(Stated task):
Rewrite the lines starting at the one containing "request: segment every instance of the peeling" and running through the last line, putting "column" wherever "pillar" appears and changing nothing else. Leave out the pictures.

(Stored data):
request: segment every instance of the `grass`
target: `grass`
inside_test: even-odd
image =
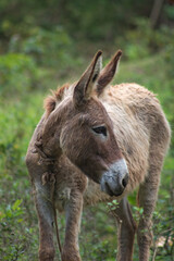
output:
[[[52,71],[52,75],[55,75],[55,71]],[[140,61],[121,62],[114,83],[122,82],[136,82],[158,94],[173,128],[174,80],[170,75],[170,65],[163,52]],[[51,83],[51,86],[48,84],[48,90],[57,86],[55,78],[52,79],[49,75],[47,83]],[[41,82],[40,85],[46,84]],[[12,92],[11,88],[14,88]],[[44,112],[42,100],[49,92],[48,90],[35,88],[35,86],[25,90],[24,86],[21,92],[16,89],[17,95],[15,95],[15,86],[3,88],[0,100],[0,260],[37,260],[38,225],[25,166],[25,154],[34,128]],[[162,172],[154,216],[153,245],[161,236],[165,238],[174,236],[172,223],[174,214],[173,156],[174,142],[172,140]],[[134,194],[129,200],[132,203],[135,202]],[[61,237],[63,237],[64,216],[59,219],[59,225]],[[104,204],[84,211],[79,238],[84,261],[115,260],[115,222],[108,214]],[[154,251],[154,246],[151,251]],[[137,247],[134,260],[138,260]],[[166,243],[163,248],[159,247],[156,260],[174,260],[173,245],[170,246]]]

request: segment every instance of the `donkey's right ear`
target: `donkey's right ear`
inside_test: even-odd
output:
[[[102,67],[102,52],[98,51],[94,57],[91,63],[82,75],[80,79],[77,82],[74,88],[73,100],[76,107],[80,107],[90,99],[92,91],[96,87],[96,83],[100,75]]]
[[[122,55],[122,51],[117,50],[111,61],[103,67],[101,71],[98,84],[97,84],[97,95],[100,96],[104,87],[113,79],[120,58]]]

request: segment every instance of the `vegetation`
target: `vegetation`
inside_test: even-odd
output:
[[[174,7],[163,4],[156,30],[148,18],[151,9],[150,0],[0,1],[0,260],[37,260],[38,225],[26,149],[49,89],[76,79],[97,49],[104,51],[104,59],[123,50],[115,83],[136,82],[158,94],[173,129]],[[152,260],[174,260],[173,158],[174,138],[153,213]],[[135,194],[129,201],[136,206]],[[79,238],[84,261],[115,260],[110,208],[116,202],[84,211]],[[142,210],[133,211],[138,222]],[[59,226],[63,240],[63,215]]]

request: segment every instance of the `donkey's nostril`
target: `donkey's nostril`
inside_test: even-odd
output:
[[[128,183],[128,175],[126,175],[123,179],[122,179],[122,186],[125,188],[127,186]]]

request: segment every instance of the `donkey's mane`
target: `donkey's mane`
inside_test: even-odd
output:
[[[51,90],[52,96],[48,96],[44,102],[47,116],[55,109],[55,105],[63,100],[65,91],[70,86],[70,84],[64,84],[62,87],[58,87],[57,90]]]

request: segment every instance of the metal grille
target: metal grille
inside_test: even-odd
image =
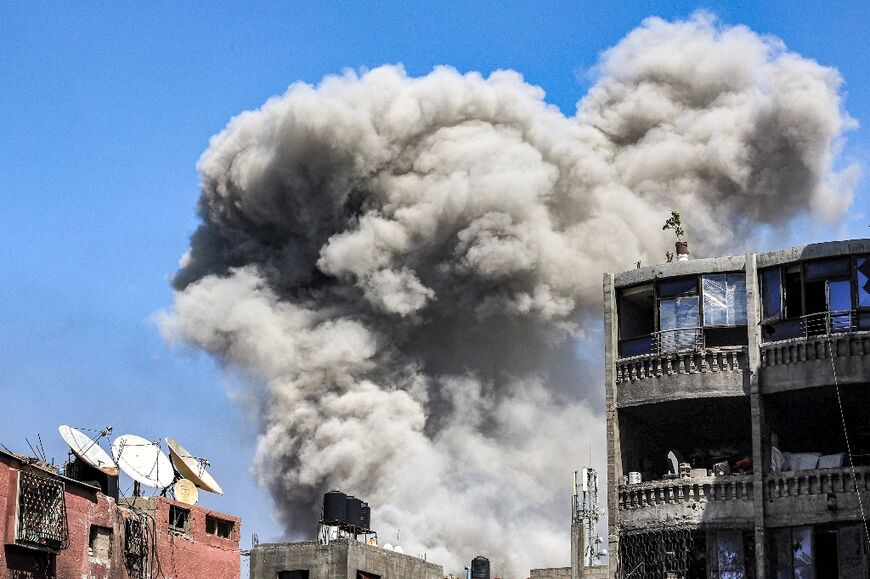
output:
[[[63,481],[19,472],[16,539],[51,549],[69,546]]]
[[[705,579],[704,533],[671,528],[623,535],[619,540],[622,579]]]
[[[124,519],[124,566],[127,575],[136,579],[147,577],[148,529],[142,518]]]

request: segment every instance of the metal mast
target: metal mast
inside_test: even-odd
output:
[[[584,565],[591,567],[601,558],[601,537],[598,535],[598,519],[601,509],[598,506],[598,473],[594,468],[583,468],[578,473],[574,471],[574,497],[572,522],[582,524],[586,529],[586,544],[584,545]]]

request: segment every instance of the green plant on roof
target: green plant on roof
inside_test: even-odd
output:
[[[674,234],[677,236],[677,241],[683,240],[683,235],[685,235],[686,232],[683,231],[683,226],[680,223],[680,213],[678,211],[671,211],[671,216],[668,217],[667,221],[665,221],[665,224],[662,225],[662,231],[666,231],[668,229],[674,230]]]

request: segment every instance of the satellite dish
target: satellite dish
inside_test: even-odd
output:
[[[195,505],[199,500],[199,492],[196,485],[186,478],[179,479],[172,485],[172,494],[175,500],[185,505]]]
[[[57,428],[73,453],[88,465],[109,476],[118,476],[118,465],[97,443],[99,438],[91,439],[81,430],[62,424]]]
[[[197,460],[186,448],[181,446],[177,440],[167,438],[166,444],[169,446],[169,456],[172,457],[172,464],[175,466],[178,474],[204,491],[219,495],[224,494],[221,486],[205,470],[205,465]]]
[[[112,456],[127,476],[145,486],[165,489],[175,480],[172,464],[160,446],[141,436],[125,434],[116,438]]]

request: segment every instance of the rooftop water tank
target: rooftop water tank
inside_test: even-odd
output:
[[[323,495],[323,520],[327,522],[347,520],[347,495],[341,491],[329,491]]]
[[[471,560],[471,579],[489,579],[489,559],[478,555]]]

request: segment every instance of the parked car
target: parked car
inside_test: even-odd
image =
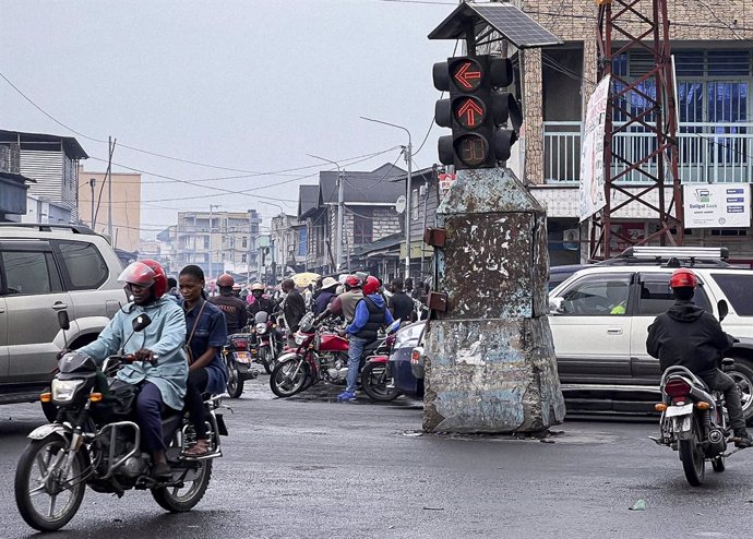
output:
[[[0,404],[36,400],[57,354],[97,337],[127,300],[121,271],[105,237],[86,227],[0,224]]]
[[[421,320],[401,328],[390,356],[395,387],[415,398],[423,398],[423,348],[420,345],[426,324],[426,320]]]
[[[672,303],[669,277],[678,266],[698,277],[695,303],[740,339],[729,374],[753,418],[753,271],[726,262],[724,249],[634,248],[581,270],[549,296],[549,325],[569,410],[650,411],[659,396],[659,361],[646,351],[648,326]],[[621,306],[615,308],[614,306]]]

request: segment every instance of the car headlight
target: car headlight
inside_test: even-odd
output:
[[[83,380],[52,380],[52,400],[68,403],[83,383]]]

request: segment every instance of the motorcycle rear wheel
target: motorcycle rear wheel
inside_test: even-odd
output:
[[[308,387],[309,366],[303,358],[277,363],[270,375],[270,388],[280,398],[291,397]]]
[[[162,508],[170,513],[191,511],[204,498],[206,488],[210,486],[212,460],[200,460],[199,469],[194,474],[194,478],[191,481],[186,481],[183,488],[159,487],[152,489],[152,498]]]
[[[680,460],[688,482],[693,487],[700,487],[706,474],[706,460],[698,441],[700,429],[695,418],[693,418],[692,433],[693,436],[690,440],[680,440]]]
[[[65,441],[56,434],[33,440],[26,445],[15,469],[19,513],[26,524],[39,531],[53,531],[65,526],[84,499],[86,482],[81,476],[85,471],[85,463],[81,453],[75,454],[63,484],[53,480],[53,475],[59,474],[63,466],[64,450]],[[59,500],[61,496],[63,499]],[[46,511],[40,505],[46,505]]]
[[[239,398],[243,394],[243,379],[232,360],[227,362],[227,394],[230,398]]]
[[[390,367],[386,363],[367,363],[361,371],[361,387],[369,398],[390,403],[401,396],[401,392],[395,387],[389,387],[392,376]]]

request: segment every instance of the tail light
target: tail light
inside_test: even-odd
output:
[[[665,393],[670,397],[682,397],[688,395],[690,391],[690,384],[682,379],[670,380],[665,384]]]

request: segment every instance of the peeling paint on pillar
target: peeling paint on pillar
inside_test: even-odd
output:
[[[549,330],[546,213],[503,169],[463,170],[438,208],[447,311],[426,337],[423,428],[534,432],[565,408]]]

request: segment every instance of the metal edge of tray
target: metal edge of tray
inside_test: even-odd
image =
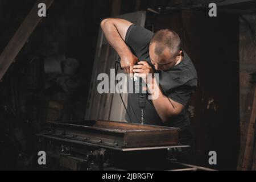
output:
[[[71,139],[68,138],[65,138],[63,137],[60,138],[58,136],[49,136],[48,135],[43,134],[36,134],[36,136],[45,137],[48,139],[55,139],[59,141],[63,141],[66,142],[72,142],[74,143],[82,144],[82,145],[88,145],[93,147],[102,147],[102,148],[107,148],[115,150],[119,150],[122,151],[138,151],[138,150],[156,150],[156,149],[164,149],[164,148],[183,148],[183,147],[188,147],[189,146],[185,145],[185,146],[157,146],[157,147],[131,147],[131,148],[121,148],[118,147],[111,147],[108,145],[103,145],[100,144],[94,144],[93,143],[79,141],[77,140]]]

(Correct result):
request: segment every instance of the peeling paint on column
target: peeling paint on column
inside_test: even-odd
output:
[[[549,330],[546,213],[503,169],[463,170],[438,208],[447,311],[426,337],[423,428],[534,432],[565,408]]]

request: segment every instance of the metal edge of tray
target: metal edge of tray
inside_test: even-odd
image =
output:
[[[71,139],[68,138],[65,138],[63,137],[60,138],[58,136],[49,136],[48,135],[43,134],[36,134],[36,136],[45,137],[48,139],[55,139],[59,141],[63,141],[66,142],[72,142],[74,143],[82,144],[82,145],[88,145],[93,147],[102,147],[102,148],[107,148],[115,150],[119,150],[122,151],[138,151],[138,150],[156,150],[156,149],[164,149],[164,148],[183,148],[183,147],[188,147],[189,146],[185,145],[185,146],[157,146],[157,147],[131,147],[131,148],[121,148],[118,147],[111,147],[108,145],[103,145],[100,144],[94,144],[93,143],[79,141],[77,140]]]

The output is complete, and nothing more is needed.